Exercise description:
Exactly as they appear, restate the lines of the material, from the first through the one containing "box: [619, 617, 780, 681]".
___ Records supplied ___
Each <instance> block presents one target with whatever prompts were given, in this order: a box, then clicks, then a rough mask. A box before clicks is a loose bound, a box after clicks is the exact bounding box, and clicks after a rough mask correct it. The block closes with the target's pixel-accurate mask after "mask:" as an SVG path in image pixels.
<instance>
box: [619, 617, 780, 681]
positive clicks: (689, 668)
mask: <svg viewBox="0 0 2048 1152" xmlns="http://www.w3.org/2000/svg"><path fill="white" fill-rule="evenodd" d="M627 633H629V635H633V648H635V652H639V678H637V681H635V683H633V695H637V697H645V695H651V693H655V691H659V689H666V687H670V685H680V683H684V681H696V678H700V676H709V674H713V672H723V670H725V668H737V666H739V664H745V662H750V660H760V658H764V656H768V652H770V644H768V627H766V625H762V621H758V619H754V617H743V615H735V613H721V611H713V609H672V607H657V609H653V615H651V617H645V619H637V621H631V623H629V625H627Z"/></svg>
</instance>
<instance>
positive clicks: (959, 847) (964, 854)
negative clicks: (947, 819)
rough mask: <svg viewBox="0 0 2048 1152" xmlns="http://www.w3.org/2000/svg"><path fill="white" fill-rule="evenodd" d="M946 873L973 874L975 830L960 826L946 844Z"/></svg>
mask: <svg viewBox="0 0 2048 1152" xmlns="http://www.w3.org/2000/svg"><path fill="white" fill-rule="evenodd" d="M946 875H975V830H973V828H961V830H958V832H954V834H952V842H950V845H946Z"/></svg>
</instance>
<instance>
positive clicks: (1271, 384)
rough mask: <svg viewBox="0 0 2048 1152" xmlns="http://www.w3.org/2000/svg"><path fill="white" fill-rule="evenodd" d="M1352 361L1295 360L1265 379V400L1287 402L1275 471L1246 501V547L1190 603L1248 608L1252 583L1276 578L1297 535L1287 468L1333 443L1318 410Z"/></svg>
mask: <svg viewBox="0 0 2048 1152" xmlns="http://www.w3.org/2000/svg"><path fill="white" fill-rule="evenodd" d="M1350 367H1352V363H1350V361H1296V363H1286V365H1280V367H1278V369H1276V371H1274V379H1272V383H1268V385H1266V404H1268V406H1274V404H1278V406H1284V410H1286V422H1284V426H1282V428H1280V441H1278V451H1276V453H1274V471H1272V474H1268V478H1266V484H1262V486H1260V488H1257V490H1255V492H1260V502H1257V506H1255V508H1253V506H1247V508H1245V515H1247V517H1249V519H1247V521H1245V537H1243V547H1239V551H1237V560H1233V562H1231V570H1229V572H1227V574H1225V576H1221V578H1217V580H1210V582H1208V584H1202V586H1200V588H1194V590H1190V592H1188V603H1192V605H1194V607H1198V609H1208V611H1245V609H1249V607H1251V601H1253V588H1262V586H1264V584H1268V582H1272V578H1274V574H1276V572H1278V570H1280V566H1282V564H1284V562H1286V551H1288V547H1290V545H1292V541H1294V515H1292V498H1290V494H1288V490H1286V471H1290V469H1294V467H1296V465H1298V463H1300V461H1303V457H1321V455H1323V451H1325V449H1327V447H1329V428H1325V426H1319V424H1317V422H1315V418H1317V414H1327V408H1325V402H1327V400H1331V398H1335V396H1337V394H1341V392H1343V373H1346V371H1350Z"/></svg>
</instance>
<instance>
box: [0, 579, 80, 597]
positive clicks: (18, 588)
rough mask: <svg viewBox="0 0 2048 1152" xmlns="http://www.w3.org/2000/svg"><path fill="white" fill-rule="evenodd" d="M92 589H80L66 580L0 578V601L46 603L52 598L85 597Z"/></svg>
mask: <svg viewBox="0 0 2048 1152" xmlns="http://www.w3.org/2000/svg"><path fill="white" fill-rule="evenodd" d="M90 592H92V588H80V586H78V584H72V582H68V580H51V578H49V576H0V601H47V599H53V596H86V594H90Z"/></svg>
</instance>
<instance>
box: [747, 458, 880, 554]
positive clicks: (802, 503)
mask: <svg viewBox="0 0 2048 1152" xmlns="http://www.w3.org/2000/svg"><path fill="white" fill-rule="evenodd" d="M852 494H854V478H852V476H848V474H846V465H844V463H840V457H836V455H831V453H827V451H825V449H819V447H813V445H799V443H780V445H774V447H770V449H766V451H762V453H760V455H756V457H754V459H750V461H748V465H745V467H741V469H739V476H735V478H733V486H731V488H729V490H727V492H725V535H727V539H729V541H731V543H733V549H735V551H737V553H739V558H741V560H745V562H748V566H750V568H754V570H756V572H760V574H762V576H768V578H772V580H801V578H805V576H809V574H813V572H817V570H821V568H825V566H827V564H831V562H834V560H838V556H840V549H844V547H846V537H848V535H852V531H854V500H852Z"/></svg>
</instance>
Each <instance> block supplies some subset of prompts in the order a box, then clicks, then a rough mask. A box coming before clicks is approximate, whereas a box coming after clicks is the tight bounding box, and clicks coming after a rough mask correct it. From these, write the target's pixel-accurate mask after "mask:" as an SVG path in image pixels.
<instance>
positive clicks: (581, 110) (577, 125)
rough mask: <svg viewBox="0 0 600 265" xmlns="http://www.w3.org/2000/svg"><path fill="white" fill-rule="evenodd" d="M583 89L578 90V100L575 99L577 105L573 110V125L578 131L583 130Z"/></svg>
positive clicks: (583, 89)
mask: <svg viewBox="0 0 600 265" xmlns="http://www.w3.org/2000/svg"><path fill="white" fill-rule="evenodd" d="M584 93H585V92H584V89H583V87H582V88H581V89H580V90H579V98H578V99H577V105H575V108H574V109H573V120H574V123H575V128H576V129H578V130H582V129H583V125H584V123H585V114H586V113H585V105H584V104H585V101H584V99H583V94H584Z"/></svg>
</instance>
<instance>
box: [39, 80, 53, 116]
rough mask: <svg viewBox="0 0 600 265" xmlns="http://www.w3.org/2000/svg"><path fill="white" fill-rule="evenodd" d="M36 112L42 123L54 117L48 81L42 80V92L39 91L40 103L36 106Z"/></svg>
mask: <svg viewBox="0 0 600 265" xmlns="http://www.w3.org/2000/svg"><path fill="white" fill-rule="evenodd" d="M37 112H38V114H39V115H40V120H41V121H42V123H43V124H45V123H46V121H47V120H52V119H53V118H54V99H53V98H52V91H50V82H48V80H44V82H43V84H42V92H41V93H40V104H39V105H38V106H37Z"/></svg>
___
Task result:
Each <instance> block presents one target with whatever prompts were given, in this order: a box, then clicks, then a rough mask. A box before clicks is a loose bound, a box after clicks is the exact bounding box, and clicks after a rough mask correct it. The block closes with the target's pixel-accurate mask after "mask:" as an SVG path in image pixels.
<instance>
box: [619, 617, 780, 681]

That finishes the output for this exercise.